• _MATERIAL TO PROCESS_
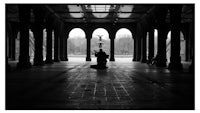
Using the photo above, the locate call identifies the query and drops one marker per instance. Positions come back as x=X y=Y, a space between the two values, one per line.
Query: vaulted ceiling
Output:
x=100 y=13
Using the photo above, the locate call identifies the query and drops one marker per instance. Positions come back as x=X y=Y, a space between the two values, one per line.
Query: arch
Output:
x=76 y=42
x=124 y=42
x=95 y=40
x=182 y=46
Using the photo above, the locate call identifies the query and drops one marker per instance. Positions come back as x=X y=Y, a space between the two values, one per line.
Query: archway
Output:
x=97 y=33
x=76 y=43
x=182 y=46
x=124 y=43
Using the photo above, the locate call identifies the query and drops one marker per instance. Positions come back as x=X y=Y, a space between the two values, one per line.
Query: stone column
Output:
x=24 y=18
x=162 y=36
x=65 y=52
x=49 y=46
x=138 y=41
x=175 y=19
x=62 y=42
x=38 y=35
x=88 y=56
x=144 y=47
x=56 y=46
x=134 y=49
x=151 y=45
x=112 y=46
x=88 y=46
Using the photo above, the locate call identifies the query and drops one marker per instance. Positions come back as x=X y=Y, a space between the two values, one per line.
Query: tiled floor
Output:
x=74 y=85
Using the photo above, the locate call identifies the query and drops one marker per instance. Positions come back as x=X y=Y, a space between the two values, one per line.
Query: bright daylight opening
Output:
x=76 y=43
x=124 y=43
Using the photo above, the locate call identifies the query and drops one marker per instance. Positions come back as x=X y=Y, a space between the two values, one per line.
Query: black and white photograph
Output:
x=99 y=56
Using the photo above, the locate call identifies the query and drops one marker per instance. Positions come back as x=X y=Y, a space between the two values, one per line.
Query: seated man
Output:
x=101 y=58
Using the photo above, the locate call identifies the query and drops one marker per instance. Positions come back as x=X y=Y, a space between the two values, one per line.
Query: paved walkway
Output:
x=74 y=85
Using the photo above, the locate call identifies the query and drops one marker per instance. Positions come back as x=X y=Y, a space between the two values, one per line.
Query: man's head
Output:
x=100 y=50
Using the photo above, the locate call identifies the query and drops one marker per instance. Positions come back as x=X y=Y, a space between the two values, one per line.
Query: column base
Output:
x=56 y=60
x=134 y=59
x=49 y=61
x=143 y=60
x=65 y=59
x=175 y=66
x=24 y=65
x=88 y=59
x=41 y=63
x=191 y=68
x=175 y=63
x=138 y=59
x=112 y=59
x=160 y=61
x=161 y=64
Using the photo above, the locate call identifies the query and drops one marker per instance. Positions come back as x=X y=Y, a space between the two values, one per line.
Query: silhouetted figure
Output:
x=101 y=59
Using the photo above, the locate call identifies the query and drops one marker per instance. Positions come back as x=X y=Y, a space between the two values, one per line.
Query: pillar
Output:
x=138 y=45
x=49 y=46
x=112 y=46
x=62 y=42
x=65 y=52
x=144 y=47
x=56 y=46
x=88 y=38
x=134 y=49
x=162 y=36
x=151 y=45
x=187 y=48
x=38 y=35
x=24 y=18
x=175 y=19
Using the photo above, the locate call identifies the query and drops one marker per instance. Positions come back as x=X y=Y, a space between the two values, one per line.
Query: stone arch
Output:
x=182 y=48
x=95 y=40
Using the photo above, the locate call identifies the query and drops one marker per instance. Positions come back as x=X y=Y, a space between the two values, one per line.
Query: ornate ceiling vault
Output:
x=101 y=13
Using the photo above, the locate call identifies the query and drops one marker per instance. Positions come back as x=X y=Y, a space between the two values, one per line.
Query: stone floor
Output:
x=123 y=85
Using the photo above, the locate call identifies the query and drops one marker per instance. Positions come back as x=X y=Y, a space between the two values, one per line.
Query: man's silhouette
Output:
x=101 y=59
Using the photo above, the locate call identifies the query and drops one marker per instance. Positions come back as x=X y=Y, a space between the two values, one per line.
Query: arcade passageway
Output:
x=151 y=67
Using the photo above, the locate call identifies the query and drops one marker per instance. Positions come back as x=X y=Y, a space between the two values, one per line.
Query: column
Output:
x=38 y=35
x=56 y=46
x=49 y=46
x=144 y=47
x=62 y=47
x=138 y=41
x=162 y=36
x=65 y=52
x=112 y=46
x=175 y=19
x=151 y=44
x=134 y=49
x=88 y=38
x=24 y=18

• _GOAL OF THE EXERCISE_
Please report how many lines of the data above contain the string "ceiling", with case counting. Answer with the number alone.

• _RESPONSE BELOW_
2